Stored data
====

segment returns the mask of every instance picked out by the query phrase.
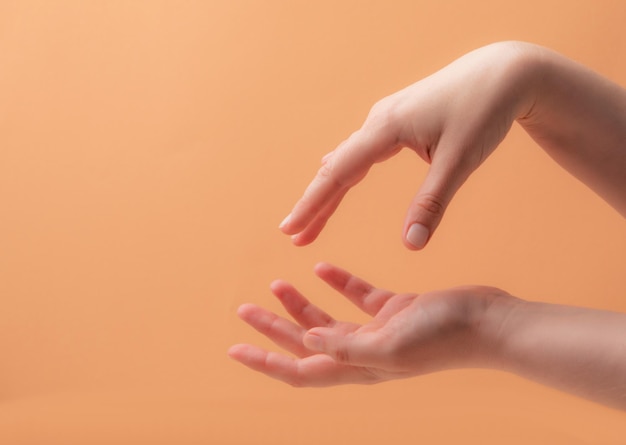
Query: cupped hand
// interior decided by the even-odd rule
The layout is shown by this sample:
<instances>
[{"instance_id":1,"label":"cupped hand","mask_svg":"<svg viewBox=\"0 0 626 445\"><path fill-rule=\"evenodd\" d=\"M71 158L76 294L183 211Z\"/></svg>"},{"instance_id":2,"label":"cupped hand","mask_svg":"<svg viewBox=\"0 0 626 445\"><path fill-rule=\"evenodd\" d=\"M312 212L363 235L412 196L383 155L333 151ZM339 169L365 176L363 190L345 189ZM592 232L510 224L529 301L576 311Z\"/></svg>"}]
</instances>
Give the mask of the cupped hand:
<instances>
[{"instance_id":1,"label":"cupped hand","mask_svg":"<svg viewBox=\"0 0 626 445\"><path fill-rule=\"evenodd\" d=\"M293 286L272 291L295 323L252 304L239 316L287 353L253 345L229 355L253 370L294 386L377 383L443 369L489 366L498 347L498 321L487 314L510 295L473 286L424 294L378 289L330 264L316 274L372 318L365 324L335 320Z\"/></svg>"},{"instance_id":2,"label":"cupped hand","mask_svg":"<svg viewBox=\"0 0 626 445\"><path fill-rule=\"evenodd\" d=\"M430 164L402 231L408 248L423 248L455 192L532 108L528 56L535 51L519 42L492 44L379 101L363 126L324 156L281 230L296 245L313 242L372 165L408 147Z\"/></svg>"}]
</instances>

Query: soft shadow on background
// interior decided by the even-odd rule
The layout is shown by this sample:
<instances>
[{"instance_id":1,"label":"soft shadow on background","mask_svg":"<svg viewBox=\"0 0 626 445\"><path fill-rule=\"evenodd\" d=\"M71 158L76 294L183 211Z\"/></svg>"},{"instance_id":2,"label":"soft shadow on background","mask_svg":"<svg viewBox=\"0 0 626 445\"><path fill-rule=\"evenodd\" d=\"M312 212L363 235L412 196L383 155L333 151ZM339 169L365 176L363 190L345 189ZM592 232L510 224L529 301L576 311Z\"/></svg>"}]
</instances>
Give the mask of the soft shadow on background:
<instances>
[{"instance_id":1,"label":"soft shadow on background","mask_svg":"<svg viewBox=\"0 0 626 445\"><path fill-rule=\"evenodd\" d=\"M313 246L277 225L369 107L479 46L554 48L626 84L626 4L0 4L0 442L617 444L622 413L497 372L293 389L226 357L317 261L382 287L502 287L626 311L626 222L515 127L423 252L426 171L376 166ZM271 345L267 345L271 347Z\"/></svg>"}]
</instances>

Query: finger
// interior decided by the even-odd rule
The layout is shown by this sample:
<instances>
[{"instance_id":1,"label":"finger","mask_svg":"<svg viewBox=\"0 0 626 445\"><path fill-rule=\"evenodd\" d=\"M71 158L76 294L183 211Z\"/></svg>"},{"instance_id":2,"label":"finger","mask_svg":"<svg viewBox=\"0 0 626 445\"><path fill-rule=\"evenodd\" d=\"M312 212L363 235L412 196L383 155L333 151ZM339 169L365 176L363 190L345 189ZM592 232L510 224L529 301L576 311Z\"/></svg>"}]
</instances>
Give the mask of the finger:
<instances>
[{"instance_id":1,"label":"finger","mask_svg":"<svg viewBox=\"0 0 626 445\"><path fill-rule=\"evenodd\" d=\"M341 203L341 200L345 196L348 190L344 190L342 193L339 193L337 196L332 198L332 200L322 209L315 219L311 221L311 223L300 233L293 235L291 237L291 241L296 246L306 246L307 244L312 243L318 237L318 235L322 232L322 229L328 222L328 219L335 213L337 207Z\"/></svg>"},{"instance_id":2,"label":"finger","mask_svg":"<svg viewBox=\"0 0 626 445\"><path fill-rule=\"evenodd\" d=\"M359 309L376 315L394 293L378 289L350 272L328 263L315 266L315 273L329 286L348 298Z\"/></svg>"},{"instance_id":3,"label":"finger","mask_svg":"<svg viewBox=\"0 0 626 445\"><path fill-rule=\"evenodd\" d=\"M300 380L296 360L286 355L243 344L231 346L228 355L254 371L291 385Z\"/></svg>"},{"instance_id":4,"label":"finger","mask_svg":"<svg viewBox=\"0 0 626 445\"><path fill-rule=\"evenodd\" d=\"M280 229L287 235L305 230L329 203L335 202L338 196L344 196L365 177L379 158L395 149L396 145L397 138L384 126L364 126L353 133L334 150L332 156L325 157L317 175L283 220ZM321 230L321 227L318 229ZM309 233L313 239L317 235L315 231Z\"/></svg>"},{"instance_id":5,"label":"finger","mask_svg":"<svg viewBox=\"0 0 626 445\"><path fill-rule=\"evenodd\" d=\"M388 341L376 331L341 333L332 328L314 328L304 335L304 345L323 352L338 363L367 368L386 369ZM388 339L387 339L388 340Z\"/></svg>"},{"instance_id":6,"label":"finger","mask_svg":"<svg viewBox=\"0 0 626 445\"><path fill-rule=\"evenodd\" d=\"M306 330L301 326L254 304L240 306L237 315L258 332L292 354L298 357L311 355L311 351L302 343Z\"/></svg>"},{"instance_id":7,"label":"finger","mask_svg":"<svg viewBox=\"0 0 626 445\"><path fill-rule=\"evenodd\" d=\"M428 174L413 198L403 229L403 240L411 250L423 249L435 232L454 194L469 173L458 159L433 159Z\"/></svg>"},{"instance_id":8,"label":"finger","mask_svg":"<svg viewBox=\"0 0 626 445\"><path fill-rule=\"evenodd\" d=\"M325 354L294 359L252 345L234 345L228 350L228 355L250 369L292 386L319 387L380 381L369 370L339 364Z\"/></svg>"},{"instance_id":9,"label":"finger","mask_svg":"<svg viewBox=\"0 0 626 445\"><path fill-rule=\"evenodd\" d=\"M270 285L272 293L285 310L305 329L316 326L333 326L335 319L311 304L300 292L286 281L276 280Z\"/></svg>"},{"instance_id":10,"label":"finger","mask_svg":"<svg viewBox=\"0 0 626 445\"><path fill-rule=\"evenodd\" d=\"M302 198L280 224L279 228L283 233L296 235L304 231L330 203L341 200L369 169L369 166L359 165L354 162L355 160L351 162L354 164L353 167L342 165L341 162L337 162L338 159L337 154L334 154L319 168ZM312 238L316 238L318 234L312 233L311 235Z\"/></svg>"},{"instance_id":11,"label":"finger","mask_svg":"<svg viewBox=\"0 0 626 445\"><path fill-rule=\"evenodd\" d=\"M328 162L328 160L332 157L332 155L335 153L335 150L330 151L328 153L326 153L323 157L322 157L322 165L326 164L326 162Z\"/></svg>"}]
</instances>

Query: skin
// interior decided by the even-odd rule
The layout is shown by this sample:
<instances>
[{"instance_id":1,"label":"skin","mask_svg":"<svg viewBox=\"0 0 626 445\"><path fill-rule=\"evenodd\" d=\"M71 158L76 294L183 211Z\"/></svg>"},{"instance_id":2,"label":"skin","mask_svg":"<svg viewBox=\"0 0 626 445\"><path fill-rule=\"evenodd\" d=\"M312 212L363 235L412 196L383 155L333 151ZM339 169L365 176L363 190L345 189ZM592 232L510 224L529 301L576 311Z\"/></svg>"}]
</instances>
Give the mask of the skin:
<instances>
[{"instance_id":1,"label":"skin","mask_svg":"<svg viewBox=\"0 0 626 445\"><path fill-rule=\"evenodd\" d=\"M473 51L376 103L363 126L322 159L281 224L313 242L348 190L407 147L430 164L402 229L423 248L456 191L513 122L626 216L626 92L546 48L503 42ZM418 242L407 234L418 224Z\"/></svg>"},{"instance_id":2,"label":"skin","mask_svg":"<svg viewBox=\"0 0 626 445\"><path fill-rule=\"evenodd\" d=\"M373 164L407 147L430 164L402 229L406 247L421 249L514 122L626 216L626 91L548 49L502 42L375 104L363 126L324 156L281 230L296 245L311 243ZM291 355L252 345L235 345L229 355L294 386L501 369L626 409L626 314L529 302L483 286L397 294L329 264L315 272L371 320L334 320L276 281L272 291L295 323L251 304L238 314Z\"/></svg>"},{"instance_id":3,"label":"skin","mask_svg":"<svg viewBox=\"0 0 626 445\"><path fill-rule=\"evenodd\" d=\"M335 320L275 281L272 292L294 321L253 304L238 315L286 353L239 344L229 355L297 387L499 369L626 410L626 314L524 301L486 286L395 293L327 263L315 273L371 320Z\"/></svg>"},{"instance_id":4,"label":"skin","mask_svg":"<svg viewBox=\"0 0 626 445\"><path fill-rule=\"evenodd\" d=\"M371 321L337 321L289 283L275 281L272 292L295 323L253 304L238 315L295 357L251 345L233 346L230 356L293 386L370 384L487 363L487 342L477 341L480 319L495 299L509 298L487 287L398 294L327 263L315 273Z\"/></svg>"}]
</instances>

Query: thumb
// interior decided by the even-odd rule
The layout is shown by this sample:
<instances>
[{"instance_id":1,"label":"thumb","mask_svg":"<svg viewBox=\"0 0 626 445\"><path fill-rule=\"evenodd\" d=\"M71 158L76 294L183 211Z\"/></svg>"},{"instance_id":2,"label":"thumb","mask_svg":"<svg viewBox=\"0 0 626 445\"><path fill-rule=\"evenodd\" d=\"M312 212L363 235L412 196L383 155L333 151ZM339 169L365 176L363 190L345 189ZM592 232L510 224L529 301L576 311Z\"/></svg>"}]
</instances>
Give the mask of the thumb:
<instances>
[{"instance_id":1,"label":"thumb","mask_svg":"<svg viewBox=\"0 0 626 445\"><path fill-rule=\"evenodd\" d=\"M441 158L433 160L407 211L403 229L407 248L423 249L439 226L452 197L468 176L458 164Z\"/></svg>"},{"instance_id":2,"label":"thumb","mask_svg":"<svg viewBox=\"0 0 626 445\"><path fill-rule=\"evenodd\" d=\"M303 338L304 346L331 356L335 361L353 366L374 366L377 360L373 333L342 333L333 328L310 329Z\"/></svg>"}]
</instances>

====

### WHAT YOU WILL DO:
The answer should be nothing more than the lines from the one with "Query: thumb" through the end of the entries, restated word for word.

### TASK OUTPUT:
Query: thumb
// interior decided by the even-odd rule
The layout is shown by this sample:
<instances>
[{"instance_id":1,"label":"thumb","mask_svg":"<svg viewBox=\"0 0 626 445\"><path fill-rule=\"evenodd\" d=\"M71 158L76 294L183 211Z\"/></svg>"},{"instance_id":2,"label":"thumb","mask_svg":"<svg viewBox=\"0 0 626 445\"><path fill-rule=\"evenodd\" d=\"M312 212L363 235L412 196L383 155L333 151ZM339 169L365 176L363 190L345 189ZM592 232L510 224L529 301L576 311Z\"/></svg>"}]
</instances>
Give the mask of the thumb:
<instances>
[{"instance_id":1,"label":"thumb","mask_svg":"<svg viewBox=\"0 0 626 445\"><path fill-rule=\"evenodd\" d=\"M441 158L433 160L407 211L403 229L407 248L423 249L439 226L452 197L468 176L458 164Z\"/></svg>"},{"instance_id":2,"label":"thumb","mask_svg":"<svg viewBox=\"0 0 626 445\"><path fill-rule=\"evenodd\" d=\"M303 338L304 346L331 356L335 361L353 366L374 366L377 360L373 333L342 333L333 328L310 329Z\"/></svg>"}]
</instances>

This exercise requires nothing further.